PAGE EXCERPT –
· · · · ·
76 Various useful options

Written by Yena Joo and last updated on 7 October 2021.

76.1 Introduction

We learned how to create plots so far, now we are going to learn how to apply some additional functions to the graph to give them some changes. Visualization plays a very important role when using data analysis results.

In this lesson, you will learn how to:

  • facet plots
  • label plots
  • change colors of the plots
  • function breaks_pretty()

Prerequisite skills include:

  • You should be familiar with ggplot now.
  • You also should be able to read and manipulate datasets.

Highlights:

  • Everything about how to make plots prettier!!

76.1.1 Packages

76.2 Faceting

Faceting allows you to construct multi-panel plots and monitor how the scales of one panel compare to the scales of another. Which means, it partitions a plot into multiple panels. Each panel shows a different subset of the data.

In other words, it is sometimes necessary to create a graph for each group in data by splitting one plot into multiple plots. In this case, you can use the facet_wrap() and facet_grid() functions. These functions have the advantage of noticing the distribution of data by group easily.

There are two main functions for faceting :

  • facet_grid(): produces a 2d grid of panels defined by variables which form the rows and columns.
  • facet_wrap(): “wraps” a 1d ribbon of panels into 2d.

76.2.1 facet_grid()

facet_grid(x ~ y) will display x*y plots even if some plots are empty. This function defines the shape feature of the panel. When used with ggplot, the x-axis and y-axis are kept as they are, and displayed divided by the variables you specify inside the argument. For example, facet_grid(. ~ Variable) changes the plot vertically.

76.2.1.1 Arguments

facet_grid( rows = NULL, cols = NULL, scales = "fixed", space = "fixed", shrink = TRUE, labeller = "label_value", as.table = TRUE, switch = NULL, drop = TRUE, margins = FALSE, facets = NULL)
  • rows, cols: A set of variables quoted by vars(). It can also be displayed (variable ~ variable).
  • scales: scales shared across all facets. ("fixed", "free_x", "free_y", "free").

For more information, click here.

Facet with one variable

Here, I am using a dataset that contains the information of members who climbed the mountain Himalaya. Let’s say, I would like to see the distribution of the sex of the members.
· · · · ·
Answer these questions using the tutorial on useful plot options:
(a) What are the two main faceting functions the tutorial names?
(b) What is the default value of the scales argument in facet_grid()?
(c) What information does the dataset in the "Facet with one variable" section contain?

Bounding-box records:
· · · · ·
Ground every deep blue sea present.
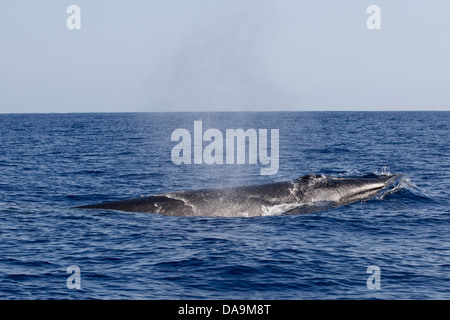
[0,112,450,299]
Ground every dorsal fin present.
[297,174,323,180]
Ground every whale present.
[76,174,401,217]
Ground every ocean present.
[0,112,450,300]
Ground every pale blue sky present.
[0,0,450,113]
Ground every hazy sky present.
[0,0,450,113]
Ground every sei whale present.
· · · · ·
RESPONSE TO THIS EXERCISE –
(a) facet_grid() and facet_wrap().
(b) "fixed".
(c) Information about members who climbed the mountain Himalaya.